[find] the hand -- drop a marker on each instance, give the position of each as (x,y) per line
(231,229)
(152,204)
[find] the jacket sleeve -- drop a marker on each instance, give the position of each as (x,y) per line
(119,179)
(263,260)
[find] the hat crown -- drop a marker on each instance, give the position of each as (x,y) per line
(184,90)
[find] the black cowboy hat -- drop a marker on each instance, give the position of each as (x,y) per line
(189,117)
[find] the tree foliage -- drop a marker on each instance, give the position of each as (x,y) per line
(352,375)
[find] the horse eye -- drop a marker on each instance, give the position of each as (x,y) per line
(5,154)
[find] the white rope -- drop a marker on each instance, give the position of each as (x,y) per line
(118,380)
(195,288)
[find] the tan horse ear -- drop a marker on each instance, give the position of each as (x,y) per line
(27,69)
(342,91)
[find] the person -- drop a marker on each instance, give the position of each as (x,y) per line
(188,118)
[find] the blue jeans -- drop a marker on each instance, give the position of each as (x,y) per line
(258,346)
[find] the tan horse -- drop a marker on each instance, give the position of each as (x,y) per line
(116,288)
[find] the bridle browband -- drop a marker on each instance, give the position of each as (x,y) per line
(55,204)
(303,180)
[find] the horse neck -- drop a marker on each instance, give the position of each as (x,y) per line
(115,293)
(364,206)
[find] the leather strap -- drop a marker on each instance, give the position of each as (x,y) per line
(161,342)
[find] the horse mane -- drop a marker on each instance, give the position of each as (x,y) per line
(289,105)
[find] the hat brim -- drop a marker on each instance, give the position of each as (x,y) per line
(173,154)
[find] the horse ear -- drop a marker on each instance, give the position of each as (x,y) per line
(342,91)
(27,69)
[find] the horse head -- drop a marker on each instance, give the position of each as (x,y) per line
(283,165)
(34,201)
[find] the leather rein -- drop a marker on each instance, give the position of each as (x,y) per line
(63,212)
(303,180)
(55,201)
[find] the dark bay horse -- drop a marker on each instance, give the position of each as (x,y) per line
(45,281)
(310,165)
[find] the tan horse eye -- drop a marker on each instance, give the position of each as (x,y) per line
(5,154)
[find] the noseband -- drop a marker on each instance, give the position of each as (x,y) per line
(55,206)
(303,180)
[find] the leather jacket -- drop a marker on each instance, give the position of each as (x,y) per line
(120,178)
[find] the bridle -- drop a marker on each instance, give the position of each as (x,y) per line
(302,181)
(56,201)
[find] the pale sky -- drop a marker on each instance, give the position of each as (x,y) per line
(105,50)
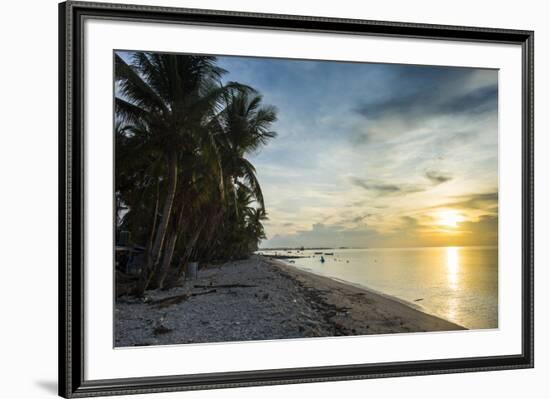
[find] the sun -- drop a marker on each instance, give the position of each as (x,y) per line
(449,218)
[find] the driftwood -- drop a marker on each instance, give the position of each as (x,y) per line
(176,299)
(226,286)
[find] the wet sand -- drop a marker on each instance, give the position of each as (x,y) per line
(262,299)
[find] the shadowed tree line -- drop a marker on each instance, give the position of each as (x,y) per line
(184,188)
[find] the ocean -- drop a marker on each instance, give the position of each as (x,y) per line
(459,284)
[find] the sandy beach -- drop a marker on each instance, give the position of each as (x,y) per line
(259,299)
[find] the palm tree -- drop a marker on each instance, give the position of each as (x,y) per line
(182,140)
(172,96)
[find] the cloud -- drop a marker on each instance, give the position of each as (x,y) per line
(480,201)
(423,92)
(385,188)
(437,177)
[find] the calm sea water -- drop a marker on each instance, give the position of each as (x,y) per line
(459,284)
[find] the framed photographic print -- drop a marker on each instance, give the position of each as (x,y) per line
(252,199)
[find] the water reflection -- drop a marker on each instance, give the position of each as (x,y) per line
(456,283)
(453,266)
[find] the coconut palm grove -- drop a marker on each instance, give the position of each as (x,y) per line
(184,189)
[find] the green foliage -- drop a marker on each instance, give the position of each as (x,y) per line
(174,108)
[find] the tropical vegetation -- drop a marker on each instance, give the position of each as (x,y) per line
(184,188)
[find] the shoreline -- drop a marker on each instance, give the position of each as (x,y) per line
(400,307)
(263,299)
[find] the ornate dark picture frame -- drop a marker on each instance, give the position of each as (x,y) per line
(71,199)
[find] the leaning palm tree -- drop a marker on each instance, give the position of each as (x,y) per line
(173,96)
(246,127)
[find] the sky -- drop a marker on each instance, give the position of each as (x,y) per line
(376,155)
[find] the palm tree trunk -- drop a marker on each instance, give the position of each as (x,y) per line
(169,250)
(166,259)
(190,246)
(154,258)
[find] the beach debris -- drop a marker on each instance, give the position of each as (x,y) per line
(159,330)
(171,300)
(225,286)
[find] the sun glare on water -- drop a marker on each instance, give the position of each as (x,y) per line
(449,218)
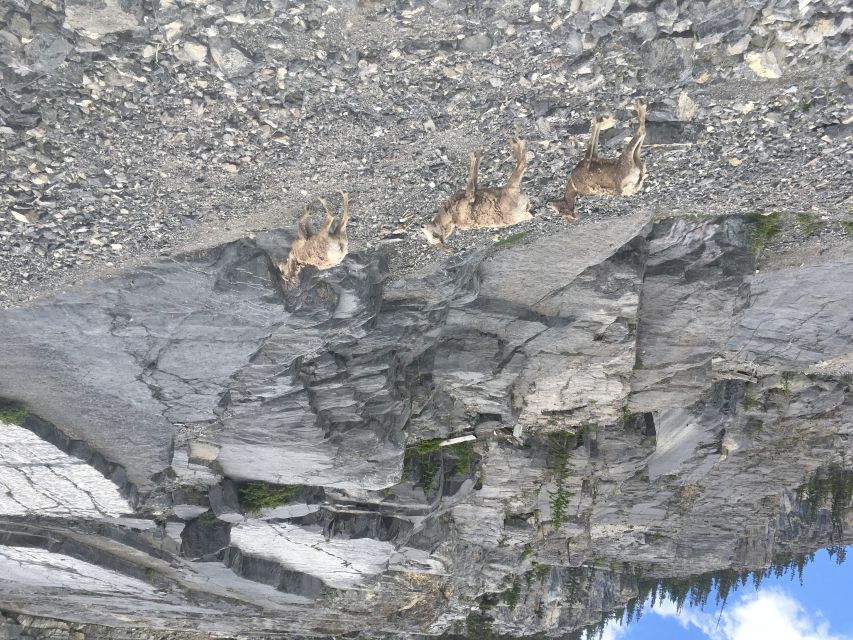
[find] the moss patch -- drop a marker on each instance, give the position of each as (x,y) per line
(765,227)
(13,414)
(511,239)
(809,223)
(256,496)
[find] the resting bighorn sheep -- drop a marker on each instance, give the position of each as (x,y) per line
(594,176)
(324,249)
(477,208)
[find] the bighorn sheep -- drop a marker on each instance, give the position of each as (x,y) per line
(477,208)
(594,176)
(324,249)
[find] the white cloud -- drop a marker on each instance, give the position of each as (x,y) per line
(770,613)
(613,631)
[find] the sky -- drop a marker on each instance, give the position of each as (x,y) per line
(820,609)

※ ※ ※

- **REQUIRED TASK**
Transcribe all of the records above character for character. Exclude the pictures.

- **COMPLETED TASK**
[find] the hand -- drop a marker on each instance, give the position of each as (x,y) per line
(231,229)
(152,204)
[find] the jacket sleeve -- drop a marker on each instance, give the position of each as (x,y) per line
(119,179)
(263,260)
[find] the hat crown -- drop a marker on each instance, give the position of each as (x,y) per line
(184,90)
[find] the black cowboy hat -- drop a marker on each instance, give the position of each as (x,y) per line
(189,117)
[find] the tree foliage -- drop a marker on each instance, give the position of each as (x,y) per line
(352,375)
[find] the horse eye -- drop a marker on each instance, give the position of each as (x,y) per line
(5,154)
[find] the white rope -- drop a marker on each instance, give the position of each as (x,y) per line
(118,380)
(195,288)
[find] the tan horse ear -- drop a marker on each instance, give the position of each as (x,y) per line
(27,69)
(342,91)
[find] the person -- drop a marker on each instance, give the position of each as (x,y) per line
(188,118)
[find] the blue jeans -- drop a marker on each instance, give the position of each as (x,y) per line
(258,346)
[find] the tan horse -- drop a marker on each instance, give the position of each as (x,y) per line
(116,288)
[find] the bridle browband -- drop a marker on each instance, give the position of each as (x,y) per line
(55,204)
(303,180)
[find] the horse neck -- drop a marker on each instance, give the position of each as (x,y) per line
(115,293)
(364,206)
[find] the leather strap -- drop a marker on each instance, give the position of each as (x,y) per line
(161,342)
[find] the horse mane -- drop a marker on each instance, give the position of each as (x,y) per line
(289,105)
[find] the hat brim -- drop a marker on each instance, give the position of each as (x,y) per line
(173,154)
[find] the horse ear -- drop a marker on each instance, give the position of each as (x,y) per line
(342,91)
(27,69)
[find] the horse head -- drop a marker on each instance, give the position of each as (x,y) per line
(283,165)
(34,201)
[find] the leather rein -- drop a marker on each instance, give the position of each as (x,y) per line
(63,212)
(303,180)
(55,201)
[find] the dark bay horse -- drop a marker on each instance, give the position of each as (x,y) per line
(45,281)
(310,165)
[find] the tan horse eye -- drop a marker on each instance, give the position of each as (x,y) per line
(5,154)
[find] the noseband -- drop a marker on each instance, give the position of each as (x,y) per line
(55,206)
(303,180)
[find] the leather jacket -- drop a marker on each instance, give the position of each as (x,y) per line
(120,178)
[find] the bridle -- drop a marker on each instance, give the position of each as (x,y) per line
(302,181)
(56,201)
[find] the pale sky -- drop a marker on each instance, give the position of each as (x,y) per line
(105,50)
[find] the sun -- drop a marker on each instance, give the position of each as (x,y) per line
(449,218)
[find] the driftwood -- drop a marker on each instance, give the position of each as (x,y) per line
(176,299)
(226,286)
[find] the wet sand -- drop a marker on each instance, give the position of each as (x,y) per line
(262,299)
[find] the shadowed tree line -- drop a marker on each instance, give the position of each as (x,y) per line
(184,188)
[find] the ocean -- drop a marker on each instance, give the position of each as (x,y) per line
(459,284)
[find] the sandy beach -- drop a marker on each instance, give the position of each as (x,y) per line
(259,299)
[find] the palm tree -- drop a marker on each instance, give the position of each as (x,y) per line
(182,140)
(172,96)
[find] the cloud -- drop a marker on each instance, give the position of each as (x,y) per line
(480,201)
(423,92)
(385,188)
(437,177)
[find] the calm sea water -- drop a marker on each instance, give the position of each as (x,y) per line
(459,284)
[find] the framed photographic print -- drop a marker on each instance, give the position of each as (x,y) per line
(252,199)
[find] the water reflection -- drop a marker on each instance, give the position of each as (x,y) per line
(456,283)
(453,266)
[find] the coconut palm grove -- drop a marker on each instance, give the position of each as (x,y) per line
(184,189)
[find] the green foliage -- drop a marker on each instance, give the position of each as (x,y) per line
(174,108)
[find] the tropical vegetation -- drop a marker on each instance, give the position of each as (x,y) per line
(184,188)
[find] the shoreline -- drop a marker on each instance, give the position of each as (x,y) per line
(400,307)
(263,299)
[find] the ornate dark picture frame -- drop a marker on each instance, give the position of each as (x,y) per line
(71,199)
[find] the leaning palm tree -- drop a marker on each instance, give the position of each as (x,y) per line
(173,96)
(246,127)
[find] the sky -- drop a marker on each instance, give the position of each as (x,y) per line
(376,155)
[find] the palm tree trunk -- drop a marker on each instance, give the position of each as (x,y) per line
(169,250)
(166,259)
(190,246)
(154,258)
[find] the beach debris -- drop a marker on each instance, give the position of each as (x,y) per line
(159,330)
(171,300)
(225,286)
[find] the sun glare on water -- drop a marker on each instance, give the position of each as (x,y) per line
(449,218)
[find] the moss patch -- drop a marker on each instance, give the position of each as (x,y) per line
(765,227)
(13,414)
(511,239)
(809,223)
(256,496)
[find] the resting bighorn sheep -- drop a marker on each instance, give the position of each as (x,y) per line
(594,176)
(324,249)
(477,208)
[find] the bighorn sheep -- drop a marker on each instance, give the position of each as (x,y) per line
(477,208)
(594,176)
(324,249)
[find] the white cloud -- drop a marker on each instance, give the position of each as (x,y) per line
(770,613)
(613,631)
[find] the sky -- drop a marker on each instance, give the position of each as (x,y) per line
(820,609)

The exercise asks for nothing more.